Having the courage to be vulnerable helped me in teaching medical students in the genetics lab. Everyone taught these students as if they were brilliant (they were, but they were learning new things), as if they already had all the answers. Teachers were defensive, as if they needed to “one-up” the students and stump them**, less they look incompetent themselves. Having the courage to be vulnerable helps me with my own learning too, because I can ask a seemingly dumb question, and express myself more honestly in collaboration. It’s also iterative in that my confidence grows as an indirect result of my exposed vulnerability. As educators, we have to create safe learning environments where it doesn’t take courage in order for students to expose their vulnerabilities. In our learning environments, learners should not feel vulnerable in the first place.Having the courage to be vulnerable allows you to let down your guard and ask that “dumb” question that everyone else wants to ask, but is afraid to for fear of looking like an idiot.
Vallerand defines passion as something with which we Self-identify. Saying, “I AM a Tennis Player”, or, “I AM an Artist” takes courage. You make yourself vulnerable to the judgements of others who might think your skills unsatisfactory. Who are you to put yourself in the arena with the likes of professional tennis players, Cezanne, or Albrecht Durer? I ask, Who are you not too? Vulnerability is merely a function of social criticism and unsafe learning environments. Brown says vulnerability is fear based; we are afraid of not being loved.
(**When my son Elijah was in public school, he would come home in second grade stressed out because the teacher would invariably say, “Now here’s a problem I bet Elijah can’t even get right!”. He felt he had to perform, not just for the teacher, but for the kids too. This made him vulnerable in his learning environment, because it was now NOT OK to fail, one of the reasons we pulled him out. Today he is “homeschooled” in college instead of high school.)

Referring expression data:

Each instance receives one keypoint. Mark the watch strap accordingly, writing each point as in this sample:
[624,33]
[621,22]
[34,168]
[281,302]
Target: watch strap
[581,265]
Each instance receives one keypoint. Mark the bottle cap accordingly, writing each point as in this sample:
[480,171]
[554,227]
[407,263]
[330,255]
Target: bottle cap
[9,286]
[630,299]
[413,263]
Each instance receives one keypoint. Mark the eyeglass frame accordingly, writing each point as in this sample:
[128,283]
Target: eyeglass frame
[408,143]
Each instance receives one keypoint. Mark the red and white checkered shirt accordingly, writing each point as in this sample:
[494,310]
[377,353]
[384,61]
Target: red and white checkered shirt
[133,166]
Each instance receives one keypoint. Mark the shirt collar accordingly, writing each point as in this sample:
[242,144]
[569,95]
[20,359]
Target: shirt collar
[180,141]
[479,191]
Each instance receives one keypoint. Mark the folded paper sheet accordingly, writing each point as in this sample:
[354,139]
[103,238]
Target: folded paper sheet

▶ [List of tasks]:
**a)** Copy the vulnerability passage starting at the words "(**When my son" and stopping after "of high school.)", renaming "teacher" to "instructor" everywhere it occurs.
**b)** For each statement, say whether it agrees with the vulnerability passage, and quote the deciding words.
(i) Vallerand defines passion as something with which we self-identify.
(ii) Brown says vulnerability is based on anger.
(iii) Elijah is now homeschooled in high school.
**c)** Answer from the vulnerability passage:
(i) In which lab did the writer teach medical students?
(ii) Which two artists does the passage name?
(iii) In what grade was Elijah when he came home stressed?

▶ [Response list]:
**a)**
(**When my son Elijah was in public school, he would come home in second grade stressed out because the instructor would invariably say, “Now here’s a problem I bet Elijah can’t even get right!”. He felt he had to perform, not just for the instructor, but for the kids too. This made him vulnerable in his learning environment, because it was now NOT OK to fail, one of the reasons we pulled him out. Today he is “homeschooled” in college instead of high school.)

**b)**
(i) Yes: "Vallerand defines passion as something with which we Self-identify."
(ii) No: "Brown says vulnerability is fear based"
(iii) No: "Today he is “homeschooled” in college instead of high school."

**c)**
(i) The genetics lab
(ii) Cezanne and Albrecht Durer
(iii) Second grade